`culebra.fitness_function.feature_selection.KappaIndex` class¶

class KappaIndex(training_data: Dataset, test_data: Dataset | None = None, test_prop: float | None = None, cv_folds: int | None = None, classifier: ClassifierMixin | None = None)¶

Construct a fitness function.

If test_data are provided, the whole training_data are used to train. Otherwise, if test_prop is provided, training_data are split (stratified) into training and test data each time evaluate() is called and a Monte Carlo cross validation is applied. Finally, if both test_data and test_prop are omitted, a k-fold cross-validation is applied.

Parameters:

training_data (Dataset) – The training dataset
test_data (Dataset, optional) – The test dataset, defaults to None
test_prop (float, optional) – A real value in (0, 1) or None. Defaults to None
cv_folds (int, optional) – The number of folds for k-fold cross-validation. If omitted, DEFAULT_CV_FOLDS is used. Defaults to None
classifier (ClassifierMixin, optional) – The classifier. If set to None, DEFAULT_CLASSIFIER will be used. Defaults to None

Class attributes¶

class culebra.fitness_function.feature_selection.KappaIndex.Fitness¶

Handles the values returned by the evaluate() method within a Solution.

Fitness.weights = (1.0,)¶: Maximizes the validation Kappa index.

Fitness.names = ('Kappa',)¶: Name of the objective.

Fitness.thresholds = [0]¶: Similarity threshold for fitness comparisons.

Class methods¶

classmethod KappaIndex.load_pickle(filename: str) → Base¶

Load a pickled object from a file.

Parameters:

filename (str) – The file name.

Raises:

TypeError – If filename is not a valid file name
ValueError – If the filename extension is not PICKLE_FILE_EXTENSION

classmethod KappaIndex.set_fitness_thresholds(thresholds: float | Sequence[float]) → None¶

Set new fitness thresholds.

Modifies the thresholds of the Fitness objects generated by this fitness function.

Parameters:

thresholds (float or Sequence of float) – The new thresholds. If only a single value is provided, the same threshold will be used for all the objectives. Different thresholds can be provided in a Sequence

Raises:

TypeError – If thresholds is not a real number or a Sequence of real numbers
ValueError – If any threshold is negative

classmethod KappaIndex.get_fitness_objective_threshold(obj_name: str) → None¶

Get the similarity threshold for the given objective.

#####

BRIEF » Carry on the KappaIndex class documentation above from its last line, writing in the same reference format.

SUPPLIED MATERIAL »
#####

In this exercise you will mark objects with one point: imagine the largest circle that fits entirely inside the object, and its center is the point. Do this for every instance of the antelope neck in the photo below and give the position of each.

#####

ANSWER TO THE PROBLEM »
Parameters:

obj_name (str) – Objective name whose threshold is returned

Raises:

TypeError – If obj_name isn’t a string
ValueError – If value isn’t a valid objective name

classmethod KappaIndex.set_fitness_objective_threshold(obj_name: str, value: float) → None¶

Set a similarity threshold for the given fitness objective.

Parameters:

obj_name (str) – Objective name whose threshold is modified
value (float) – New value for the similarity threshold.

Raises:

TypeError – If obj_name isn’t a string or value isn’t a real number
ValueError – If obj_name isn’t a valid objective name or value is lower than 0

Properties¶

property KappaIndex.is_noisy: int¶: Return True if the fitness function is noisy.

property KappaIndex.num_obj: int¶

Get the number of objectives.

Type:: int

property KappaIndex.num_nodes: int¶

Return the problem graph’s number of nodes for ACO-based trainers.

Returns:: The problem graph’s number of nodes
Return type:: int

property KappaIndex.training_data: Dataset¶

Get and set the training dataset.

Getter:: Return the training dataset
Setter:: Set a new training dataset
Type:: Dataset
Raises:: TypeError – If set to an invalid dataset

property KappaIndex.test_data: Dataset | None¶

Get and set the test dataset.

Getter:: Return the test dataset
Setter:: Set a new test dataset
Type:: Dataset
Raises:: TypeError – If set to an invalid dataset

property KappaIndex.test_prop: float | None¶

Get and set the proportion of data used to test.

Getter:

Return the test data proportion

Setter:

Set a new value for the test data porportion. A real value in (0, 1) or None is expected

Type:

float

Raises:

TypeError – If set to a value which is not a real number
ValueError – If set to a value which is not in (0, 1)

property KappaIndex.classifier: ClassifierMixin¶

Get and set the classifier applied within this fitness function.

Getter:: Return the classifier
Setter:: Set a new classifier
Type:: ClassifierMixin
Raises:: TypeError – If set to a value which is not a classifier

Private properties¶

property KappaIndex._worst_score: float¶

Worst achievable score.

Type:: float

Methods¶

KappaIndex.save_pickle(filename: str) → None¶

Pickle this object and save it to a file.

Parameters:

filename (str) – The file name.

Raises:

TypeError – If filename is not a valid file name
ValueError – If the filename extension is not PICKLE_FILE_EXTENSION

KappaIndex.heuristic(species: Species) → Sequence[ndarray, ...]¶

Get the heuristic matrices for ACO-based trainers.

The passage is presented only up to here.